-------- Données fournies

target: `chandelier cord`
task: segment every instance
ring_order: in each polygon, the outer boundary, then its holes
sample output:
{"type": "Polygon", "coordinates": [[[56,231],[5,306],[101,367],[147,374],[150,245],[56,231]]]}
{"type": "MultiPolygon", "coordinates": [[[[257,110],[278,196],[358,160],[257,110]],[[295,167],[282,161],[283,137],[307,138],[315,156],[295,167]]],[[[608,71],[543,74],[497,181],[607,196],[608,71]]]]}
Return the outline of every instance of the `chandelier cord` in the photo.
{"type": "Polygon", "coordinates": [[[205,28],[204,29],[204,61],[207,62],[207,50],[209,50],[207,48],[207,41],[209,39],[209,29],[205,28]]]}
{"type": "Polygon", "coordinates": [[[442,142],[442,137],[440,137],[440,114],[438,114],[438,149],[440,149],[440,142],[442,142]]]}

----------------
-------- Données fournies

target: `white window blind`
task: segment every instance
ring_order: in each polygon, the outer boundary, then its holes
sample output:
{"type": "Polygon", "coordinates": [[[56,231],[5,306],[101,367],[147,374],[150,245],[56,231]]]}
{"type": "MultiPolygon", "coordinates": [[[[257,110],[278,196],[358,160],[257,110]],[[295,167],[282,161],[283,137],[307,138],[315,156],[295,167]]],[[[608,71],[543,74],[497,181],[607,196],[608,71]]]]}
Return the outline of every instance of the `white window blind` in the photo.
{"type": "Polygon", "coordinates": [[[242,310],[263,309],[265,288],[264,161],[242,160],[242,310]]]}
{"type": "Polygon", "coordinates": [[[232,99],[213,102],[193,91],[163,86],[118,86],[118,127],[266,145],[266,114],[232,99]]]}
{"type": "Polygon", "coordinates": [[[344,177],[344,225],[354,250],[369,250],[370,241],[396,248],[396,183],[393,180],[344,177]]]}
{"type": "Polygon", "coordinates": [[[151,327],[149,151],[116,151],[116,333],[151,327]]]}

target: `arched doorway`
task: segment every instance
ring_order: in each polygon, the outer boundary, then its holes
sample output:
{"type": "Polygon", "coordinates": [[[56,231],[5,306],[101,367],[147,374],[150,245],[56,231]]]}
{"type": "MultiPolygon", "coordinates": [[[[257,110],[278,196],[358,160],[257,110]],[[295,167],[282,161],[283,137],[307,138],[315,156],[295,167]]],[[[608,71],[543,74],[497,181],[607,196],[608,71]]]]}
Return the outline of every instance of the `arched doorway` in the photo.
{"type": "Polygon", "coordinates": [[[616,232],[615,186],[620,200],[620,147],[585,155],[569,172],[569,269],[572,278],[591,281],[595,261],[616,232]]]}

----------------
-------- Données fournies

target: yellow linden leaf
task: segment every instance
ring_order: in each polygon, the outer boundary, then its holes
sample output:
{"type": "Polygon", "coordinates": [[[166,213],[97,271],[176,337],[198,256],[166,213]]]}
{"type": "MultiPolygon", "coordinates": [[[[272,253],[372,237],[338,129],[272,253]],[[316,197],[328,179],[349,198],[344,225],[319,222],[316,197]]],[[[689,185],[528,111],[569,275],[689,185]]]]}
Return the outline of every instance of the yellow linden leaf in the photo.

----------------

Consignes de travail -> Modifiez les lignes comprises entre celle qui contient « target: yellow linden leaf » et celle qui contient « Return the outline of every instance of the yellow », incluses, en remplaçant « outer boundary » par « exterior boundary ». Le reste ne doit pas changer.

Corrigé ->
target: yellow linden leaf
task: segment every instance
ring_order: in each polygon, the exterior boundary, then its holes
sample output:
{"type": "Polygon", "coordinates": [[[166,213],[97,271],[176,337],[198,256],[166,213]]]}
{"type": "MultiPolygon", "coordinates": [[[[272,253],[372,237],[338,129],[272,253]],[[316,197],[328,179],[349,198],[344,225],[319,222],[316,197]]],[[[689,185],[528,111],[569,275],[689,185]]]]}
Return the outline of every instance of the yellow linden leaf in the photo.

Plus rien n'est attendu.